WHAT IS NEEDED:
Pick out each line of the records in which the word "below" appears.

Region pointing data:
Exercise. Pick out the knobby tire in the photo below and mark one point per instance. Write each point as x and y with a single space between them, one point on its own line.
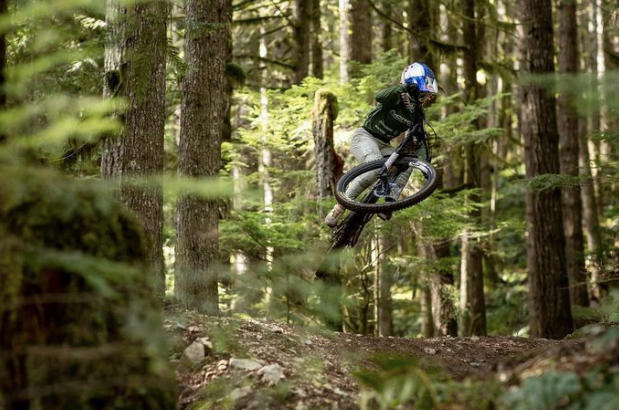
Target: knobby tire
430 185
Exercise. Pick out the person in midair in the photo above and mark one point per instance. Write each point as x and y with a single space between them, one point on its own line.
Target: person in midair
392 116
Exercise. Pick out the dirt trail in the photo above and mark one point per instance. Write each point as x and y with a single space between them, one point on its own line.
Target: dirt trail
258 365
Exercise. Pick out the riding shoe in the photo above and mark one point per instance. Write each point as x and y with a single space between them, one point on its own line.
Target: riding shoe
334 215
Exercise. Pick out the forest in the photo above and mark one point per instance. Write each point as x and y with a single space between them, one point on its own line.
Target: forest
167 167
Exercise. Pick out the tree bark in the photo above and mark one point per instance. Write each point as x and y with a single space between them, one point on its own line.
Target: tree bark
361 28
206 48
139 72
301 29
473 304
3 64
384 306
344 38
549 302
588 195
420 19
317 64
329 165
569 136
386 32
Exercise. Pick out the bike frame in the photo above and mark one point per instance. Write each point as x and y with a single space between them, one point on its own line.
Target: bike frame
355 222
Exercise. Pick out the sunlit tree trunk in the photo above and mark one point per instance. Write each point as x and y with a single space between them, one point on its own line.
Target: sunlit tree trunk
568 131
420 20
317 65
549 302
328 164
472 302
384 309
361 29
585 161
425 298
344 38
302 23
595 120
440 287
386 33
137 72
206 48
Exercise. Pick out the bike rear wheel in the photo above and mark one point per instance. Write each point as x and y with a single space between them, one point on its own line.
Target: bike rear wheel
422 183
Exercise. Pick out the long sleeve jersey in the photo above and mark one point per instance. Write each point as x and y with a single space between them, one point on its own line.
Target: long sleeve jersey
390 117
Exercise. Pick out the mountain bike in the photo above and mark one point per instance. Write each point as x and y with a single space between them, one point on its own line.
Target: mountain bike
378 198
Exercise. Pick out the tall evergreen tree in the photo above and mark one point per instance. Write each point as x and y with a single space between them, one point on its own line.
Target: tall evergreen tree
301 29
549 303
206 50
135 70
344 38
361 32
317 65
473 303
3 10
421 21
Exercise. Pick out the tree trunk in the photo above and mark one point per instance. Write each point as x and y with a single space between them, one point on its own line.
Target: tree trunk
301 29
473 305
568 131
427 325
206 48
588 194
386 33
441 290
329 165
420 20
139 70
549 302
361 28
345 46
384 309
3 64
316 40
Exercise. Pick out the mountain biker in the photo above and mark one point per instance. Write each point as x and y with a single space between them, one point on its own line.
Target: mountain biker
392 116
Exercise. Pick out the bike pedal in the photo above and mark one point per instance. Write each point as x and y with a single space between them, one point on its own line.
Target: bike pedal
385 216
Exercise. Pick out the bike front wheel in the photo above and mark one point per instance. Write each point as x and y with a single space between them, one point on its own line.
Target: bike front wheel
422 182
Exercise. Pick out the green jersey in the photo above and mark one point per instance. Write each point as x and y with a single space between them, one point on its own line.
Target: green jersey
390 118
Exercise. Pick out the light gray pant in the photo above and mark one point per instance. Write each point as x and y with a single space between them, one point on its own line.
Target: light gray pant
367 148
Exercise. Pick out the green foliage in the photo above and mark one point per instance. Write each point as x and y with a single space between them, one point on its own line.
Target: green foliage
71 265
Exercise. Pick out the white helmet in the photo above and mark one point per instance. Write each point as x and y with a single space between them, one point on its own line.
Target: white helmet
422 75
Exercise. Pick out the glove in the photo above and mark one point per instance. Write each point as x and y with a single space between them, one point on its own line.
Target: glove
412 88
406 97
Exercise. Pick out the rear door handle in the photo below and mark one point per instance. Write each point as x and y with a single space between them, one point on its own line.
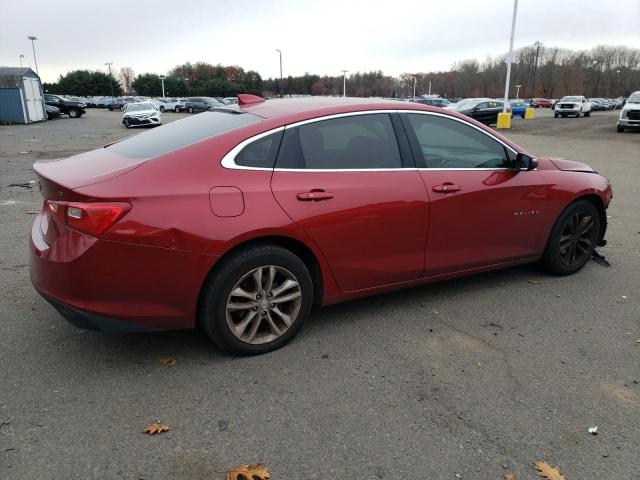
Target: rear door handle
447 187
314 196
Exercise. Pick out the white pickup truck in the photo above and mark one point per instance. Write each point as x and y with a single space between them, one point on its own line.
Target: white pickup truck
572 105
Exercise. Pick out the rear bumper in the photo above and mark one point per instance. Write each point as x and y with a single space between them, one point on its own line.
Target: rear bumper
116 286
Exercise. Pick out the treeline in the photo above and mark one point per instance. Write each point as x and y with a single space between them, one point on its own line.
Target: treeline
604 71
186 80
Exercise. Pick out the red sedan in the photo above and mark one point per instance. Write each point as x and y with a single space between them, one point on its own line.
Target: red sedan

...

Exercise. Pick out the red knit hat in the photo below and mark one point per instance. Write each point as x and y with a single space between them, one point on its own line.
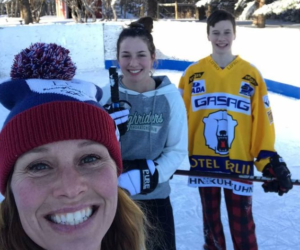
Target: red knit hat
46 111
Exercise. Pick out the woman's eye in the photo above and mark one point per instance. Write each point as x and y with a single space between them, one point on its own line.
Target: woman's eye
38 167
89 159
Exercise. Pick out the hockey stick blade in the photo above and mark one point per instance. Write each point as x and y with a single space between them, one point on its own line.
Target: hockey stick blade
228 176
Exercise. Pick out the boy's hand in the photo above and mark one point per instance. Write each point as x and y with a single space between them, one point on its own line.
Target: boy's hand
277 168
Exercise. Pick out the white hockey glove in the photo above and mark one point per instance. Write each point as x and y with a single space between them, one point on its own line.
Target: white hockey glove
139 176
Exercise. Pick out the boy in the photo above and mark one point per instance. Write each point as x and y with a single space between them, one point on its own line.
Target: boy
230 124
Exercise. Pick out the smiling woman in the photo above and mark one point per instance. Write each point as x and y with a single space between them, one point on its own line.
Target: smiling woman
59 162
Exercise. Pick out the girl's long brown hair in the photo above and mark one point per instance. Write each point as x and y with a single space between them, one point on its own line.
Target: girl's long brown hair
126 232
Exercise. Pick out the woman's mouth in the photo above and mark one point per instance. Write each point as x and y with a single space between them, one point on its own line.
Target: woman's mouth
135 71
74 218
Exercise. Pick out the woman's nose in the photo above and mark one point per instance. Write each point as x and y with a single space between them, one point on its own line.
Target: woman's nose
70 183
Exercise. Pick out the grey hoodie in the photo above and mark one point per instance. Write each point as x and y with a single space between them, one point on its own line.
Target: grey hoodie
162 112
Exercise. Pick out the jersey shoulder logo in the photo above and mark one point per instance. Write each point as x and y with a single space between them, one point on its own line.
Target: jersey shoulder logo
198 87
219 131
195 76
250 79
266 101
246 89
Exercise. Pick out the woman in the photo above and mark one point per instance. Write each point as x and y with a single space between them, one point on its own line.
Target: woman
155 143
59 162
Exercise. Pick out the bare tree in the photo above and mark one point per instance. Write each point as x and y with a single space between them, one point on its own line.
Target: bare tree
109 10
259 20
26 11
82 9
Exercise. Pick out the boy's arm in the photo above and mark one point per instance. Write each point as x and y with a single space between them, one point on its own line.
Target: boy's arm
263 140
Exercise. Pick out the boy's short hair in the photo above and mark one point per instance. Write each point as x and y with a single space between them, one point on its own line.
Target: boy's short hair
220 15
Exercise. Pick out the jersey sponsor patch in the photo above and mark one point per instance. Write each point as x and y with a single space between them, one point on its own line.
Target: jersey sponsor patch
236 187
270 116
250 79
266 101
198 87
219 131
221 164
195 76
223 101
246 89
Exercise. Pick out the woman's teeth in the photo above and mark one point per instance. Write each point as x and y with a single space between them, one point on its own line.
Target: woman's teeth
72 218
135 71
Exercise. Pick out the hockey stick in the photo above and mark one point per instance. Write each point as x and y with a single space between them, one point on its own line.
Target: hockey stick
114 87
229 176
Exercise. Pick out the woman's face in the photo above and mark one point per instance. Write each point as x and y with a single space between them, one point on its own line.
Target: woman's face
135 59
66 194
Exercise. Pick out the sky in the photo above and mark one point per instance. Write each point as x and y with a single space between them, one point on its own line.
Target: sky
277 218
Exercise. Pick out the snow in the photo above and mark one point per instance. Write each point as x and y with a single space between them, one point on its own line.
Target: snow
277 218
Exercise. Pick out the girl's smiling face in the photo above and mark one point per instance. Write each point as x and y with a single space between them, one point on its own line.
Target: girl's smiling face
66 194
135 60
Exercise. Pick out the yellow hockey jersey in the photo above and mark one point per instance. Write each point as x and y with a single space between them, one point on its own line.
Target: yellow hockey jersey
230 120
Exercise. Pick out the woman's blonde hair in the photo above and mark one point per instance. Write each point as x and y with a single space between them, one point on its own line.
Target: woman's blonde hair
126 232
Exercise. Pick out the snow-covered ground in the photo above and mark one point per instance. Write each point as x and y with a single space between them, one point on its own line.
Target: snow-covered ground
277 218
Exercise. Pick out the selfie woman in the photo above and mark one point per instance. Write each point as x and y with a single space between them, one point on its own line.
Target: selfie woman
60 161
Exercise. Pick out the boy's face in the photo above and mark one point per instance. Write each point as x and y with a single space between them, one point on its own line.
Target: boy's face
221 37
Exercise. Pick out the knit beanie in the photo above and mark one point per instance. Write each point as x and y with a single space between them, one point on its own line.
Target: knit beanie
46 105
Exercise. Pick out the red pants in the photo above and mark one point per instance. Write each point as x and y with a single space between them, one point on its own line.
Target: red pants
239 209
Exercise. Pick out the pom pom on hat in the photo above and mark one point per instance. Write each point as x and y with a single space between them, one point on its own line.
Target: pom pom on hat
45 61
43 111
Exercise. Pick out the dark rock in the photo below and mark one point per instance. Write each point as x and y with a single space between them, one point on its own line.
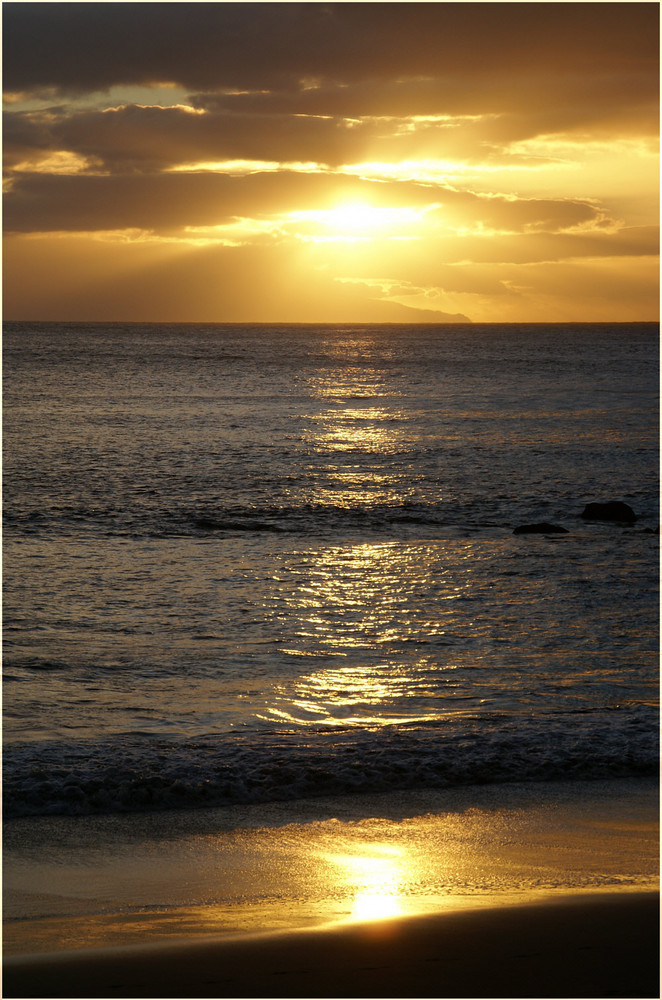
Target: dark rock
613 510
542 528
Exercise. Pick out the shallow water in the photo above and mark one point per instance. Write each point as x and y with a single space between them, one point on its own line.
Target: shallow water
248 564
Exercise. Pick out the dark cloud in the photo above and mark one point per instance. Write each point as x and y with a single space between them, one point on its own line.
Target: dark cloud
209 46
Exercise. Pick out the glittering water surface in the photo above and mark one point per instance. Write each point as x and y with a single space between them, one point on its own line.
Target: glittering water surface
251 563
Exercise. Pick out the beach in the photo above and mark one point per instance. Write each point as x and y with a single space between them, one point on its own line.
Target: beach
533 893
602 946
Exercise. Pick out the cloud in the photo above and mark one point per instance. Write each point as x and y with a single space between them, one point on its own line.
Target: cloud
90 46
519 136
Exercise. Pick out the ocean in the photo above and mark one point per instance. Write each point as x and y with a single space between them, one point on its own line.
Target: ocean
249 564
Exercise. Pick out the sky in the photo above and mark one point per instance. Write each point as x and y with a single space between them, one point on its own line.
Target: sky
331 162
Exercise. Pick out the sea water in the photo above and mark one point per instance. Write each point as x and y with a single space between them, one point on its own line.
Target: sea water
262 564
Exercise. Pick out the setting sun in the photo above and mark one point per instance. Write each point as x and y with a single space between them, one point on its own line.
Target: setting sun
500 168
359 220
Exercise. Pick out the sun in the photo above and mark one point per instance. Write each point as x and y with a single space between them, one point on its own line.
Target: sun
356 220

YOUR RESPONSE:
Exercise. Pick out the knobby tire in the photo below and mark one point per instance. Write each point as x and y with a single space between them, one point on its own line.
Exercise. Pick out the rear door handle in the photo below and mark one point per instance. Write each point as x and y with a single space between them, one point on its own line.
Exercise. Pick out the red knit hat in the photo below and mark one point per instance. Write each point as x and y with a single space between them, one point on its own line.
Exercise. Pick out the dark rock in the photo below and mark one point per instance. Write each point as x and y with a single space between them, one point on its own line.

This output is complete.